WHAT YOU WILL DO:
Reproduce the whole text on per-CPU reader-writer locks word for word, with every line in its original order.

DOCUMENT SECTION:
[PATCH v5 04/45] percpu_rwlock: Implement the core design of Per-CPU Reader-Writer Locks

Sun Feb 10 14:47:59 EST 2013

On Mon, Feb 11, 2013 at 12:40:56AM +0530, Srivatsa S. Bhat wrote:
> On 02/09/2013 04:40 AM, Paul E. McKenney wrote:
> > On Tue, Jan 22, 2013 at 01:03:53PM +0530, Srivatsa S. Bhat wrote:
> >> Using global rwlocks as the backend for per-CPU rwlocks helps us avoid many
> >> lock-ordering related problems (unlike per-cpu locks). However, global
> >> rwlocks lead to unnecessary cache-line bouncing even when there are no
> >> writers present, which can slow down the system needlessly.
> >>
> [...]
> > 
> > Looks pretty close!  Some comments interspersed below.  Please either
> > fix the code or my confusion, as the case may be.  ;-)
> > 
> 
> Sure :-)
> 
> >> ---
> >>
> >>  include/linux/percpu-rwlock.h |   10 +++
> >>  lib/percpu-rwlock.c           |  128 ++++++++++++++++++++++++++++++++++++++++-
> >>  2 files changed, 136 insertions(+), 2 deletions(-)

ENTRIES:

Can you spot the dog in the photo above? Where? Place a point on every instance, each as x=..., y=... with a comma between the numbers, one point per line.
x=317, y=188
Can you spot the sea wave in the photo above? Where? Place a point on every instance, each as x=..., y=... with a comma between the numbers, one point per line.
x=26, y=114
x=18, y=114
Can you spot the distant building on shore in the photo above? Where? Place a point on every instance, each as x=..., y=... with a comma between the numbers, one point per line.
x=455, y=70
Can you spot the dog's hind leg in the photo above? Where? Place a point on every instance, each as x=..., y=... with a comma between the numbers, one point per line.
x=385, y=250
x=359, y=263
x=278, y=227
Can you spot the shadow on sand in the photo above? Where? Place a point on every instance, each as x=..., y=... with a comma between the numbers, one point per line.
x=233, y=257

RESPONSE:
[PATCH v5 04/45] percpu_rwlock: Implement the core design of Per-CPU Reader-Writer Locks

Sun Feb 10 14:47:59 EST 2013

On Mon, Feb 11, 2013 at 12:40:56AM +0530, Srivatsa S. Bhat wrote:
> On 02/09/2013 04:40 AM, Paul E. McKenney wrote:
> > On Tue, Jan 22, 2013 at 01:03:53PM +0530, Srivatsa S. Bhat wrote:
> >> Using global rwlocks as the backend for per-CPU rwlocks helps us avoid many
> >> lock-ordering related problems (unlike per-cpu locks). However, global
> >> rwlocks lead to unnecessary cache-line bouncing even when there are no
> >> writers present, which can slow down the system needlessly.
> >>
> [...]
> > 
> > Looks pretty close!  Some comments interspersed below.  Please either
> > fix the code or my confusion, as the case may be.  ;-)
> > 
> 
> Sure :-)
> 
> >> ---
> >>
> >>  include/linux/percpu-rwlock.h |   10 +++
> >>  lib/percpu-rwlock.c           |  128 ++++++++++++++++++++++++++++++++++++++++-
> >>  2 files changed, 136 insertions(+), 2 deletions(-)